[Stored dataset items]
· · ·

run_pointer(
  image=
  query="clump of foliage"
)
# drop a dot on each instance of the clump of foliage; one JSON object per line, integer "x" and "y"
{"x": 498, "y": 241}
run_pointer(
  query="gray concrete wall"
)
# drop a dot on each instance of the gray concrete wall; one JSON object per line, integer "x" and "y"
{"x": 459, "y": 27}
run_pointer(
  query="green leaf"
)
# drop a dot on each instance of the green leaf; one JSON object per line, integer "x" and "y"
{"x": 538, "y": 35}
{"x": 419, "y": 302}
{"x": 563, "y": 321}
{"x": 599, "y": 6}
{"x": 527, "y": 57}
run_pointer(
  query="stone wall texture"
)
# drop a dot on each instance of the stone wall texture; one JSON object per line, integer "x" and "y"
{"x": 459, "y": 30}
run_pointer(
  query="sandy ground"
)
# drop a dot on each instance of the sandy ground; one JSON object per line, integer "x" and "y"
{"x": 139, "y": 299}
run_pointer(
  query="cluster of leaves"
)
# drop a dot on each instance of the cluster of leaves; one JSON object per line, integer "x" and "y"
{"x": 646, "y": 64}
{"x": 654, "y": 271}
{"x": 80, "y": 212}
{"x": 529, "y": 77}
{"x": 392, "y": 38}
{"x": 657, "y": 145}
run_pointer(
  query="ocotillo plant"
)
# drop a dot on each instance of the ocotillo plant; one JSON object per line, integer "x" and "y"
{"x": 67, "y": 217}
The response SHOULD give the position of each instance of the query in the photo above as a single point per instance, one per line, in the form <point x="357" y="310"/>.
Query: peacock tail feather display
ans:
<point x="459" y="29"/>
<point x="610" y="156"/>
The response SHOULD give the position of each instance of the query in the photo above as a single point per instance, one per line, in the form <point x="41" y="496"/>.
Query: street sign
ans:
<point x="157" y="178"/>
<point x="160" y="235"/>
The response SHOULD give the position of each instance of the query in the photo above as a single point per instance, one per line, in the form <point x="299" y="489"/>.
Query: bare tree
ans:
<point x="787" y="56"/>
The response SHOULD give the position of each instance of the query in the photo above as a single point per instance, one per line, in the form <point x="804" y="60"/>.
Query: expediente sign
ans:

· · ·

### What you need to do
All of the records must be retyped exactly as they are.

### Task response
run_pointer(
  image=
  query="clump of foliage"
)
# drop a dot on each instance of the clump of foliage; one JSON object per line, integer "x" and "y"
{"x": 498, "y": 241}
run_pointer(
  query="gray concrete wall"
)
# drop a dot on each instance of the gray concrete wall; one JSON object per line, integer "x" and "y"
{"x": 459, "y": 27}
run_pointer(
  query="green leaf"
)
# drop a dot on each instance of the green leaf; one JSON object per line, integer "x" and "y"
{"x": 538, "y": 35}
{"x": 419, "y": 302}
{"x": 563, "y": 321}
{"x": 599, "y": 6}
{"x": 527, "y": 57}
run_pointer(
  query="stone wall texture"
)
# drop a dot on each instance of the stone wall texture; one JSON object per line, integer "x" and "y"
{"x": 459, "y": 30}
run_pointer(
  query="sandy ground"
)
# drop a dot on each instance of the sandy ground; one JSON object per line, integer "x" and "y"
{"x": 139, "y": 299}
run_pointer(
  query="cluster of leaves"
)
# drop a dot on each instance of the cluster of leaves; one JSON object per line, integer "x" and "y"
{"x": 646, "y": 64}
{"x": 654, "y": 271}
{"x": 80, "y": 212}
{"x": 529, "y": 77}
{"x": 392, "y": 38}
{"x": 657, "y": 145}
run_pointer(
  query="ocotillo plant"
)
# drop a dot on each instance of the ocotillo plant; one JSON object per line, integer "x" and "y"
{"x": 67, "y": 217}
The response SHOULD give the position of each instance of the query in the photo above as a single point per instance, one per line, in the form <point x="357" y="310"/>.
Query: peacock tail feather display
ans:
<point x="459" y="29"/>
<point x="610" y="156"/>
The response SHOULD give the position of each instance of the query in the photo above as a single point per instance, one per line, in the form <point x="41" y="496"/>.
Query: street sign
ans:
<point x="157" y="178"/>
<point x="160" y="235"/>
The response SHOULD give the position of each instance of the query in the photo above as a single point per instance, one per line, in the form <point x="299" y="489"/>.
Query: bare tree
ans:
<point x="787" y="56"/>
The response SHOULD give the position of each instance of the query in the photo above as a single point per instance, one per line, in the form <point x="804" y="60"/>.
Query: expediente sign
ans:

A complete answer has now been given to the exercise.